■ Brief:
Lines below that include the word "star" should each be copied.

Items from a data source
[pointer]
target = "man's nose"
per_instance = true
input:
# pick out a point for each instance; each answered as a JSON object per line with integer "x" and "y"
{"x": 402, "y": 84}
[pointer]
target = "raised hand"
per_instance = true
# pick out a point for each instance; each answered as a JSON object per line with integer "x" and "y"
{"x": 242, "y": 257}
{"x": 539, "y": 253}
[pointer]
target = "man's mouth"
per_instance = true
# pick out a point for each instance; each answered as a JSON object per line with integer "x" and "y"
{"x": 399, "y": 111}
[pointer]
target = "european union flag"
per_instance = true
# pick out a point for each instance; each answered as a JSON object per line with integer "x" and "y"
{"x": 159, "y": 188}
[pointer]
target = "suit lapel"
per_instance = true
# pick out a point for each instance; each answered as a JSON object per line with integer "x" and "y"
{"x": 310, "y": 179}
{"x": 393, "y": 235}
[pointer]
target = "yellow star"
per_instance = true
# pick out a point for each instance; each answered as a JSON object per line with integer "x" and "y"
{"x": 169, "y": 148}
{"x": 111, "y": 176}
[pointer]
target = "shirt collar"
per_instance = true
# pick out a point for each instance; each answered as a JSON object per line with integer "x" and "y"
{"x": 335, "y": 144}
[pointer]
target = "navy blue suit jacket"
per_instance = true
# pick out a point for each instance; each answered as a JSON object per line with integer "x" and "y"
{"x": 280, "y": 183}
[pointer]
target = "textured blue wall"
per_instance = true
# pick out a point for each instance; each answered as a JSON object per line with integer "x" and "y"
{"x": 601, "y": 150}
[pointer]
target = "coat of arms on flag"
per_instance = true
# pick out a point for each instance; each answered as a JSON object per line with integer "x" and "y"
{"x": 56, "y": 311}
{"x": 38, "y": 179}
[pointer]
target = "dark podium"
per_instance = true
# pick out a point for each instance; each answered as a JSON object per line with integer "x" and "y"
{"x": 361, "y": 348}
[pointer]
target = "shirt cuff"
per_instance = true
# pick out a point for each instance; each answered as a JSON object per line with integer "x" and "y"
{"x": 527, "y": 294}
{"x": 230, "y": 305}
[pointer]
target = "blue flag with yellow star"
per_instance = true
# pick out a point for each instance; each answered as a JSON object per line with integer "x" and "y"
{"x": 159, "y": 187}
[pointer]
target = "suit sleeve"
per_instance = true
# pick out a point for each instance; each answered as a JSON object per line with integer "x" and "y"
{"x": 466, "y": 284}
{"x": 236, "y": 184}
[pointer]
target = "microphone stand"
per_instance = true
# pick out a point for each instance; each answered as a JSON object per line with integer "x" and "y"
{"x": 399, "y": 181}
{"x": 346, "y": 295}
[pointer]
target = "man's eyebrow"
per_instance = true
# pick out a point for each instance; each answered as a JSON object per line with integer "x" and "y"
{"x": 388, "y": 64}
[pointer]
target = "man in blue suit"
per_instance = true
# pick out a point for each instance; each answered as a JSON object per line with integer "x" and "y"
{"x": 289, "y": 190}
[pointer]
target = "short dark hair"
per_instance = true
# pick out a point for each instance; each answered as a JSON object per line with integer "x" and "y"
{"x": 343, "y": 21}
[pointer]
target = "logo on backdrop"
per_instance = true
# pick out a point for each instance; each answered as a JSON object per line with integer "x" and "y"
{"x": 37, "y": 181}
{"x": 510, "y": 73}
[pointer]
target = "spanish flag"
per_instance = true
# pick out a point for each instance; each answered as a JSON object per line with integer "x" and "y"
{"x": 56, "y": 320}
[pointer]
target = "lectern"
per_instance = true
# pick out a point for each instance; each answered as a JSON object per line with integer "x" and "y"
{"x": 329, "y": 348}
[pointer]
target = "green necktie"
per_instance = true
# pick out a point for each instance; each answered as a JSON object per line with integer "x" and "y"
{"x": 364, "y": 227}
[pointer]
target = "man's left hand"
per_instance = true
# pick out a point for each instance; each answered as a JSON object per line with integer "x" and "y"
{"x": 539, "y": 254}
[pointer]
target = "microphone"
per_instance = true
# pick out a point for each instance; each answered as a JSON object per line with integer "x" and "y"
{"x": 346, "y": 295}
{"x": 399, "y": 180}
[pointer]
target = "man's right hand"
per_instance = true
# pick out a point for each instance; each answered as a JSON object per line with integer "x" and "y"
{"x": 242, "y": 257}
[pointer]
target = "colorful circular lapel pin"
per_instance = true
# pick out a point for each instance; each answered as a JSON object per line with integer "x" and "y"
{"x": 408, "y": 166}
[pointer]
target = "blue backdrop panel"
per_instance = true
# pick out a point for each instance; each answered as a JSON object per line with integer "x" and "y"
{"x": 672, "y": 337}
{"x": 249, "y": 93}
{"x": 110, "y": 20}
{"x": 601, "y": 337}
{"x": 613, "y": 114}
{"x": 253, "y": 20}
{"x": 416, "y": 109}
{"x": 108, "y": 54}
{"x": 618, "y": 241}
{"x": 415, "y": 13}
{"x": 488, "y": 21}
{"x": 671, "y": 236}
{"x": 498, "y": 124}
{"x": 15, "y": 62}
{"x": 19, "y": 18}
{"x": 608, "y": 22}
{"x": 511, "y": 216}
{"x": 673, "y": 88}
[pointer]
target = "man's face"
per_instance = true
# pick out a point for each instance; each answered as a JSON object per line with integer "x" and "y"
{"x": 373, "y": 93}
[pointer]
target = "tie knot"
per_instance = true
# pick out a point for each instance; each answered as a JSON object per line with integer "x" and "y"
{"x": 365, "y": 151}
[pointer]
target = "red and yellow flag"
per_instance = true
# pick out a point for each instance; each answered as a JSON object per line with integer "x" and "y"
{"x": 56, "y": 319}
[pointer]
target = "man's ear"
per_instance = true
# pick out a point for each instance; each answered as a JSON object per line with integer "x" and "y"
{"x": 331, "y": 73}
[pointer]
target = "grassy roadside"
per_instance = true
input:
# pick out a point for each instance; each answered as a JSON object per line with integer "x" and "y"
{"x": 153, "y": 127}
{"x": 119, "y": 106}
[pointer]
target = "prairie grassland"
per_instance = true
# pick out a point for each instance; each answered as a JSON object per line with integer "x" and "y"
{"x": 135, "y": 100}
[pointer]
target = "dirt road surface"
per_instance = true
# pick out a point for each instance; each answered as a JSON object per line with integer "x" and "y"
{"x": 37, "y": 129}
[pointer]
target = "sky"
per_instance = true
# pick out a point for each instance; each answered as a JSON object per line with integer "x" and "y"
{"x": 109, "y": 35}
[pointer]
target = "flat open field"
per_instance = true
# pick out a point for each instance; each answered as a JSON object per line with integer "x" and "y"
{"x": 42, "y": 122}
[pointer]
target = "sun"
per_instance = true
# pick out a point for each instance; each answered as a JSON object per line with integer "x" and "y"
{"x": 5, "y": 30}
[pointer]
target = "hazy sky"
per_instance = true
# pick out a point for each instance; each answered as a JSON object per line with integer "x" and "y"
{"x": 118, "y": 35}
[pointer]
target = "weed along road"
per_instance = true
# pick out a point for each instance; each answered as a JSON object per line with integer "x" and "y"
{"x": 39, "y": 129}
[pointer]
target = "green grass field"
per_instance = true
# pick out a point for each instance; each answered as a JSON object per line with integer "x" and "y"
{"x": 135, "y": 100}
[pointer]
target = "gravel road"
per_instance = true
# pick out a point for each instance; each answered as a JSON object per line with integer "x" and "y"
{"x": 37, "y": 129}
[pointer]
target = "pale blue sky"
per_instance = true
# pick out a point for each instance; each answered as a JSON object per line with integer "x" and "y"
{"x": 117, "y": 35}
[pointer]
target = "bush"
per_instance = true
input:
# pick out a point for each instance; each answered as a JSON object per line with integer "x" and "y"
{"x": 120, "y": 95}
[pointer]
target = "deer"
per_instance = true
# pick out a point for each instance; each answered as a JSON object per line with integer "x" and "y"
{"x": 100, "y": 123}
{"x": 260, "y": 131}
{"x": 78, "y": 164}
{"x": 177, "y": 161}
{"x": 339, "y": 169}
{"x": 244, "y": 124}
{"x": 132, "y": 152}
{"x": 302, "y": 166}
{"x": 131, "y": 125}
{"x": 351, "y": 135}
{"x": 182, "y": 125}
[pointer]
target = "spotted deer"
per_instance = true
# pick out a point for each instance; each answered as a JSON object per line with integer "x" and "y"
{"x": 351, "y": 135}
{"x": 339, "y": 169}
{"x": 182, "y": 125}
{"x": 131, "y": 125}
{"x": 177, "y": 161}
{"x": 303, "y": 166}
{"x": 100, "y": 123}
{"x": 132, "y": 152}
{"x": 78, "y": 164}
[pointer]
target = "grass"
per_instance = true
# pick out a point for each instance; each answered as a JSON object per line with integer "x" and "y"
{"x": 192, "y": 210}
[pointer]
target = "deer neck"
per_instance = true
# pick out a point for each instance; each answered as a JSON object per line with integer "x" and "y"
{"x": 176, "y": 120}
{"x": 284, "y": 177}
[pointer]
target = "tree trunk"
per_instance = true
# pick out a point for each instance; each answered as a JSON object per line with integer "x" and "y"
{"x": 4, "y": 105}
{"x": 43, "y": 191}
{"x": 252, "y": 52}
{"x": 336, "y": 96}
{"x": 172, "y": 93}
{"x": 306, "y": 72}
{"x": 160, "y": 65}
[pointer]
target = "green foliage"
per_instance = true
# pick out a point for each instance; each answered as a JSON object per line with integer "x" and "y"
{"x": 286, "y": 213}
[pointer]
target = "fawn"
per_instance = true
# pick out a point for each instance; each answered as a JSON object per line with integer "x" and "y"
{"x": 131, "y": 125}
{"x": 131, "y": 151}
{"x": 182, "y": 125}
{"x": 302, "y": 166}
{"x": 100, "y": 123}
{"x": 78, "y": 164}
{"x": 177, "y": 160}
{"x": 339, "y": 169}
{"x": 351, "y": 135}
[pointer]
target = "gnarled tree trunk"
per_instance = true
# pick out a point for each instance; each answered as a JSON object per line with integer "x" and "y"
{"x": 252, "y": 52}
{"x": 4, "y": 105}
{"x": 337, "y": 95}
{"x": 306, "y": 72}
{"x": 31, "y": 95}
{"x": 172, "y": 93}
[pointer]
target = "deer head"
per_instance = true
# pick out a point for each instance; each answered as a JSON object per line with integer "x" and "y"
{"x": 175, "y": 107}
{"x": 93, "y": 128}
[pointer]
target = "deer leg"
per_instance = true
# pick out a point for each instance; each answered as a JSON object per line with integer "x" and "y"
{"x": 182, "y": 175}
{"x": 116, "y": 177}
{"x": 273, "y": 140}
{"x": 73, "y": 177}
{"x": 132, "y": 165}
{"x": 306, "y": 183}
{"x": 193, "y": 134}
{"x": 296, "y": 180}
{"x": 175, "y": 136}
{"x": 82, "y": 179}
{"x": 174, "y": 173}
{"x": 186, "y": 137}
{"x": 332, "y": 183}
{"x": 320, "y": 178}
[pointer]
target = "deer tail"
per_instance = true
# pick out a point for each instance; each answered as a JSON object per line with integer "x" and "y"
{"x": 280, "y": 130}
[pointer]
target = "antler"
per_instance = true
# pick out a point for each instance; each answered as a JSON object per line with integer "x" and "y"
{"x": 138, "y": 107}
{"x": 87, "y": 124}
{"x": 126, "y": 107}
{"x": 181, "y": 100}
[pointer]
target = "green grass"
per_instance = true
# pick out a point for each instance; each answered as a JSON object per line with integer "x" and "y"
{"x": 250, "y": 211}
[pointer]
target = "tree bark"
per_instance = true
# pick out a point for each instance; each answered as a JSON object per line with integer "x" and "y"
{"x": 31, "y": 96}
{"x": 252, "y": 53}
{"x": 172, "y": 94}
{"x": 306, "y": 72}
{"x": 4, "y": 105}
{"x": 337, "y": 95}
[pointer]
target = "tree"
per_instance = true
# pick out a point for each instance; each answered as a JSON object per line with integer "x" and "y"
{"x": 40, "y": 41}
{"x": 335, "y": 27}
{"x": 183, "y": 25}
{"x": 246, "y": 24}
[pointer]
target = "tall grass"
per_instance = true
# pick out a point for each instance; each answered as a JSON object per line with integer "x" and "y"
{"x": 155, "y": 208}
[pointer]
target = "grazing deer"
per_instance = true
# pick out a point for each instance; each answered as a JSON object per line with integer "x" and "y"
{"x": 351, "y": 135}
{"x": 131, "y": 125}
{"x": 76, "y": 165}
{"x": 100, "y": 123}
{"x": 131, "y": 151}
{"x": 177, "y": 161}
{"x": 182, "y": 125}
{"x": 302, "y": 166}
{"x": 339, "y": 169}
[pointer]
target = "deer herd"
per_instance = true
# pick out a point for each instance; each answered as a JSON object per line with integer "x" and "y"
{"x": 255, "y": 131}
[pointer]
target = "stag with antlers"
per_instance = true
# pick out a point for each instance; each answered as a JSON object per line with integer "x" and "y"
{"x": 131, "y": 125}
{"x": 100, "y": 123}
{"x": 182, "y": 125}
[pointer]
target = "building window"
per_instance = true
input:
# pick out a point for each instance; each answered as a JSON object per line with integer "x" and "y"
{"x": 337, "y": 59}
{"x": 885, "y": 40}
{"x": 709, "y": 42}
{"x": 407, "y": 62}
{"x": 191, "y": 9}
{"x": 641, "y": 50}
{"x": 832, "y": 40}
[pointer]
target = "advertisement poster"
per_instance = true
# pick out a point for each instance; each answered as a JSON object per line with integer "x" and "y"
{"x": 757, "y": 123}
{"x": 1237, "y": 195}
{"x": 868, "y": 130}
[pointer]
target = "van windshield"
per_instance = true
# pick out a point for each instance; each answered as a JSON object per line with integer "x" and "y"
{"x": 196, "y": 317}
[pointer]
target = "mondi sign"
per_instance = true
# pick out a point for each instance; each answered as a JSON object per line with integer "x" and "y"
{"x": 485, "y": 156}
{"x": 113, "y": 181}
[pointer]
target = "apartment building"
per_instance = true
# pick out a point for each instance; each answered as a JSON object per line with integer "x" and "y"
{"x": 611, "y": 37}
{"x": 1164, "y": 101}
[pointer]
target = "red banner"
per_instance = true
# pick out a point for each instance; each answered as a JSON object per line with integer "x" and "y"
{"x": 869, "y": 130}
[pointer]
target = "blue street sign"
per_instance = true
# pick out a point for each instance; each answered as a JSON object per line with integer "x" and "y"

■ Response below:
target = "yellow star"
target = "blue flag with yellow star"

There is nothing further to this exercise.